Kutipan
============================================================

Begini Hidup di Dunia Kreatif!

Nampaknya makanan ini akan dingin, tapi di dunia nyata. Berbeda ketika kalian melihatnya di dunia maya. Makanan ini terasa hangat, aroma yang seharusnya dicium kini berubah menjadi dilihat. Kalian mungkin akan lapar, tapi saat itu, kami seketika kenyang. Atau mungkin kami coba beberapa suap untuk melengkapi cerita di caption nantinya. Dan, selamat menikmati, selamat datang di dunia kreatif kami.


   Masing bingung. Kaget, tapi harus tetap tersenyum dengan sangat normal, setidaknya hingga transaksi selesai. Dengan seregam putih birunya, dedek gemes ini memberikan barang yang saya pesan, saya cek, dan tak lama kemudian pertemuan itu berakhir dengan jabat tangan untuk yang kedua kalinya di pertemuan itu. Juga part serah terima uang tentunya tak lupa, haha. Sejujurnya saya lebih suka barang itu di kirim, tapi ketika saya minta nomor rekening untuk bayar, akun tersebut berdalih tak punya dan membuat saya bingung bagaimana membayarnya, sekaligus was-was. Karena kebetulan masih satu kota, kami akhirnya bertemu.

Sejak saat itu saya berusaha mengerti konsep kreatif dengan cara yang berbeda. Bukan lagi soal lukisan yang membuat saya bengong, atau bahkan makanan yang membuat saya kenyang saat mengabadikannya di mata kamera. Sisi kreatif memasuki masa di mana nilai ekonomi harus ngintil di belakangnya. Saya mengenalnya dengan sebutan Ekonomi Kreatif, lebih jelas dan tepatnya istilah tersebut mungkin bisa kalian cek di google. Tapi bagi saya, ekonomi kreatif adalah moment di mana sebuah ide dihasilkan, dan ketika dieksekusi bisa menghasilkan nilai ekonomi tersendiri.

============================================================

Data Tugas

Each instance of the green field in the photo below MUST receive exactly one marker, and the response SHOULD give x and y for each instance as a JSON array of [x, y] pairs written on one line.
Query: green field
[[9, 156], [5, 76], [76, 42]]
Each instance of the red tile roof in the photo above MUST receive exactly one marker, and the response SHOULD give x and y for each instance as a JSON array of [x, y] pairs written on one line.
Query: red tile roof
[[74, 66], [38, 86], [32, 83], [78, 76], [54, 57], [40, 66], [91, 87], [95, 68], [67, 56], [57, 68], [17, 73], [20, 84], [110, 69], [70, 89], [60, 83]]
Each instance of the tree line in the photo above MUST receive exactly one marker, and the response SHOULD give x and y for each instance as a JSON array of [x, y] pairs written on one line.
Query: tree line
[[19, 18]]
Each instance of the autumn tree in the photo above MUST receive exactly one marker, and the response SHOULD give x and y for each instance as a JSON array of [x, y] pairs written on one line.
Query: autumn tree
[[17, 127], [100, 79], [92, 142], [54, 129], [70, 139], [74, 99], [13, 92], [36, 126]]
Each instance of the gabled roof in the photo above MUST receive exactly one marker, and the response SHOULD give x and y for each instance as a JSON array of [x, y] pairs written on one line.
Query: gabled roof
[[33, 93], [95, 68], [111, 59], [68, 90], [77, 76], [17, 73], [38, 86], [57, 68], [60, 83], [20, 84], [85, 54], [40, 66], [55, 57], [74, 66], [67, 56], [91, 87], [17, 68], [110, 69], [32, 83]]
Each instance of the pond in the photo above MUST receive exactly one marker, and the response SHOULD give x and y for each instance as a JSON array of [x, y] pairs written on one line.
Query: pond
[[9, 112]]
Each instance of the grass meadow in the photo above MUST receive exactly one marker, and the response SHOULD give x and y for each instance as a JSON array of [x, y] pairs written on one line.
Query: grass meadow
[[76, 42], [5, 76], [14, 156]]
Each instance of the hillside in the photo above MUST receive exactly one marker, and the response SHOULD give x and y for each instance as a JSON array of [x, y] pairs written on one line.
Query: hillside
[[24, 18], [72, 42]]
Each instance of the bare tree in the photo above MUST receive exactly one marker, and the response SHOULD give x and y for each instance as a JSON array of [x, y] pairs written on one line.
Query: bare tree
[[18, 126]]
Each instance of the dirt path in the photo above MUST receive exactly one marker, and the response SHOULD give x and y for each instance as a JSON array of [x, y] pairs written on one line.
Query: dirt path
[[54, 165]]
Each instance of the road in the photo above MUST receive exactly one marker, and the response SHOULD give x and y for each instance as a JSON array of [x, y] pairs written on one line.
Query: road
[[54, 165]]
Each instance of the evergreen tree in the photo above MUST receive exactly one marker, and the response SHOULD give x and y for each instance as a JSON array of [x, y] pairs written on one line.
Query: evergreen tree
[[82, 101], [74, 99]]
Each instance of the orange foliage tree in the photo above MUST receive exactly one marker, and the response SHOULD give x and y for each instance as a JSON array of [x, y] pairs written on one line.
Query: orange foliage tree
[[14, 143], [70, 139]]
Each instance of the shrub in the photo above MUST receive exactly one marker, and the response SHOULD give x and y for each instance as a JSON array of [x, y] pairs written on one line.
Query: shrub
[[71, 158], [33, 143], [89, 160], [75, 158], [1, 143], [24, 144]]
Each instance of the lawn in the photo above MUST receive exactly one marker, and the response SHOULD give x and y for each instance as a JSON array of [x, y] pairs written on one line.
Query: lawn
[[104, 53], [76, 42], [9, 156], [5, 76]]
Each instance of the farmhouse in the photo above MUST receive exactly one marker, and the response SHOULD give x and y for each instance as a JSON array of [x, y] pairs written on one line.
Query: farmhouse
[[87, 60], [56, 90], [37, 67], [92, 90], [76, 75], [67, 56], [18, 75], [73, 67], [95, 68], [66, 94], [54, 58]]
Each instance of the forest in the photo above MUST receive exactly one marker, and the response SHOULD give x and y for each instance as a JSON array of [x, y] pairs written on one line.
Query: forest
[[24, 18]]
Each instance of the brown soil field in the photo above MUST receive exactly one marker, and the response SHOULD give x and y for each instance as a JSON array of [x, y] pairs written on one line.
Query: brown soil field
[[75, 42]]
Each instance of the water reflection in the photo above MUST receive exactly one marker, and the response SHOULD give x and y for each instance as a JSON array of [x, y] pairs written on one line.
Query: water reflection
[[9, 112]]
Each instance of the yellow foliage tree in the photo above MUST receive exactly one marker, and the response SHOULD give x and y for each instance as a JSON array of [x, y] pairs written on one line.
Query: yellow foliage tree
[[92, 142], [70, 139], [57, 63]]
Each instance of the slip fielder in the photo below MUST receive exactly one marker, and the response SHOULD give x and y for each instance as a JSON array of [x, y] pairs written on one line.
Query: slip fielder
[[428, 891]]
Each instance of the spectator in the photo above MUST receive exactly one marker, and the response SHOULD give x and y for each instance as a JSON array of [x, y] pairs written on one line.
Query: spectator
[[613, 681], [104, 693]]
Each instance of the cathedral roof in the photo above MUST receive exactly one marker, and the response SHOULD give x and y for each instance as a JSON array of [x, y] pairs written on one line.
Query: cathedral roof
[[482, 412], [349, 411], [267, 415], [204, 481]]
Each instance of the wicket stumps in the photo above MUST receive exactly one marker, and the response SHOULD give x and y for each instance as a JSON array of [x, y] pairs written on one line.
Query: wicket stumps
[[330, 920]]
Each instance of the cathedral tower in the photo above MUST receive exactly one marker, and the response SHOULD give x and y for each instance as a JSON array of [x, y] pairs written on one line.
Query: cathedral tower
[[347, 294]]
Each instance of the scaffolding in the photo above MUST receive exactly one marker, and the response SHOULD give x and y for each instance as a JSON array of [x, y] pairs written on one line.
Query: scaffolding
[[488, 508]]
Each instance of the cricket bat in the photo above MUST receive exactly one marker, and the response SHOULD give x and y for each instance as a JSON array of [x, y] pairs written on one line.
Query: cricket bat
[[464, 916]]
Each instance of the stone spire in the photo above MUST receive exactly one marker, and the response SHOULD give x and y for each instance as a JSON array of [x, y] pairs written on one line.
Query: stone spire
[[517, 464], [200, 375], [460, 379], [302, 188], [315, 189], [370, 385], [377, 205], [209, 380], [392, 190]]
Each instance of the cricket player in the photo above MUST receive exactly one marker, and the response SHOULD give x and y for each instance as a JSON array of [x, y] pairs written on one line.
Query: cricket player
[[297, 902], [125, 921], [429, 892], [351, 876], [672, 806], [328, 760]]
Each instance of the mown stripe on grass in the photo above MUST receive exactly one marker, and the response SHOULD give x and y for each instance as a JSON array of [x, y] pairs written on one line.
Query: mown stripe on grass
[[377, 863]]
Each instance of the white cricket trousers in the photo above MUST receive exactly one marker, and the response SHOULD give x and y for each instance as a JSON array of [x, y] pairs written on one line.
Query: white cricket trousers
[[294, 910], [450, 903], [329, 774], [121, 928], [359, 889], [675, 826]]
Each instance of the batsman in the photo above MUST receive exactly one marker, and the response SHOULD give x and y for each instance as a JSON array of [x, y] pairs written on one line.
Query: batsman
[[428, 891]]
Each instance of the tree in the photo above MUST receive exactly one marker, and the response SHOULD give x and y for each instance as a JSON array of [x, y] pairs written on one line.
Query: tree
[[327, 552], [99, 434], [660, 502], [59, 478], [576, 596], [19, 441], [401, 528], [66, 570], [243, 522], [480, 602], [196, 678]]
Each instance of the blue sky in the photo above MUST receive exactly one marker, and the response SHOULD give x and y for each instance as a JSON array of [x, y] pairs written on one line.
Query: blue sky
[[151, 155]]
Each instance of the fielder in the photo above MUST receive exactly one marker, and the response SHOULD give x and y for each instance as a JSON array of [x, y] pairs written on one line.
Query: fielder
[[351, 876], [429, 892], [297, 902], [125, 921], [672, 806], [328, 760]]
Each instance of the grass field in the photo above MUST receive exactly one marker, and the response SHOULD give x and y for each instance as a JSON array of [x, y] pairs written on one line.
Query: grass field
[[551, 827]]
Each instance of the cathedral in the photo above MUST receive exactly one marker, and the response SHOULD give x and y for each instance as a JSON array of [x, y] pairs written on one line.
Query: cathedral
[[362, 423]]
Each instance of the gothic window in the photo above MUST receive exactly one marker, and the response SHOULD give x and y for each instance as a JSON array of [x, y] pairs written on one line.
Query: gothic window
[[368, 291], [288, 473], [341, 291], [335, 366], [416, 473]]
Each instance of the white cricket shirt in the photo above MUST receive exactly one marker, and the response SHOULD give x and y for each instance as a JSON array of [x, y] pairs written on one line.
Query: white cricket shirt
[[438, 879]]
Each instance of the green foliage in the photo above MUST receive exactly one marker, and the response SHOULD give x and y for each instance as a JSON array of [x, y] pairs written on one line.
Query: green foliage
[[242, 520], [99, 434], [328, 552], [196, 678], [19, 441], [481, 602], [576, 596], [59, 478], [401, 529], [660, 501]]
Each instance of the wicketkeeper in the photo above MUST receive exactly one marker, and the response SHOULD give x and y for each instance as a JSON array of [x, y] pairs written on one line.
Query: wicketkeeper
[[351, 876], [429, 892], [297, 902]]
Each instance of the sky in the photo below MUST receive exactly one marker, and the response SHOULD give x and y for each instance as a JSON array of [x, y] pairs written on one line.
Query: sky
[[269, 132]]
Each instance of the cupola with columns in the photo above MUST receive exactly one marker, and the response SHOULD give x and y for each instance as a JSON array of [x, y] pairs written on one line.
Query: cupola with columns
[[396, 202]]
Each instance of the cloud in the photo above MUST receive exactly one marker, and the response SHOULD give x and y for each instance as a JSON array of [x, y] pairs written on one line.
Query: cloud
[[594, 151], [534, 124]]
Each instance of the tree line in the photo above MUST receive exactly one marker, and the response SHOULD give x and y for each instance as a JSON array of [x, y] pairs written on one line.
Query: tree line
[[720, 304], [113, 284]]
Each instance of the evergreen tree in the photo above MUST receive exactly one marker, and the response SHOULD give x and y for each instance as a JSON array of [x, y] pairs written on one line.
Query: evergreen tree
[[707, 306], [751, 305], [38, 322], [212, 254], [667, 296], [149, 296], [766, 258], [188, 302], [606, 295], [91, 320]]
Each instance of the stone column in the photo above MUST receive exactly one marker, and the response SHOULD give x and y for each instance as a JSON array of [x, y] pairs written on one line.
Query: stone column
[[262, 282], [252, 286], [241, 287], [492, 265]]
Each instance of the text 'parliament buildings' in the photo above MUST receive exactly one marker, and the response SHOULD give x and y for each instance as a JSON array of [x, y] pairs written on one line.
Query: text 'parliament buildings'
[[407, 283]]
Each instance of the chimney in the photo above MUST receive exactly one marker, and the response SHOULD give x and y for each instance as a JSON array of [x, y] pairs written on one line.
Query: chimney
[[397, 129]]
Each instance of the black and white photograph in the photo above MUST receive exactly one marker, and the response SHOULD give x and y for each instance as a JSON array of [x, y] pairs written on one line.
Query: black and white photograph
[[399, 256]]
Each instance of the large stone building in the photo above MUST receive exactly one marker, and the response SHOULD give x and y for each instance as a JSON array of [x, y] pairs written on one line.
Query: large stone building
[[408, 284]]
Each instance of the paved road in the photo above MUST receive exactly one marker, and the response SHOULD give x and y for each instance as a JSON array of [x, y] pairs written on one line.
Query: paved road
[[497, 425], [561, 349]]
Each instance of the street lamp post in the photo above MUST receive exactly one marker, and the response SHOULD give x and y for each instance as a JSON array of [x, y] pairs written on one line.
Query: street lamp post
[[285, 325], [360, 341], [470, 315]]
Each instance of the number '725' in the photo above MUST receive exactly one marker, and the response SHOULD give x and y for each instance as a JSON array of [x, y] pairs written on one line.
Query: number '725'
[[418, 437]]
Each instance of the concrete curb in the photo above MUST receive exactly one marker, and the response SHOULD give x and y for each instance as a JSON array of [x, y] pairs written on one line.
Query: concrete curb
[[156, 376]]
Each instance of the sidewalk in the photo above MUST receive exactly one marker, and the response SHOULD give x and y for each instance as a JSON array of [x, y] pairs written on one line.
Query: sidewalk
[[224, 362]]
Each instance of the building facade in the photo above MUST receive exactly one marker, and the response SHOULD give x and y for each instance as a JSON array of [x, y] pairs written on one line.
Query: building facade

============================================================

Yang Perlu Dikerjakan
(A) Jawab pertanyaan tentang kutipan ini, satu jawaban per baris:
(i) Di dunia maya, aroma makanan yang seharusnya dicium berubah menjadi apa?
(ii) Apa dalih akun tersebut ketika dimintai nomor rekening?
(iii) Dengan sebutan apa penulis mengenal sisi kreatif yang diikuti nilai ekonomi?
(B) Kumpulkan setiap baris catatan yang memuat kata "sidewalk". Huruf besar dan kecil dibedakan.
Catatan di atas tidak ada hubungannya dengan kutipan.

Jawaban per Tugas
(A)
(i) Dilihat.
(ii) Akun itu berdalih tidak punya nomor rekening.
(iii) Ekonomi Kreatif.

(B)
Each instance of the sidewalk in the photo above MUST receive exactly one marker, and the response SHOULD give x and y for each instance as a JSON array of [x, y] pairs written on one line.
Query: sidewalk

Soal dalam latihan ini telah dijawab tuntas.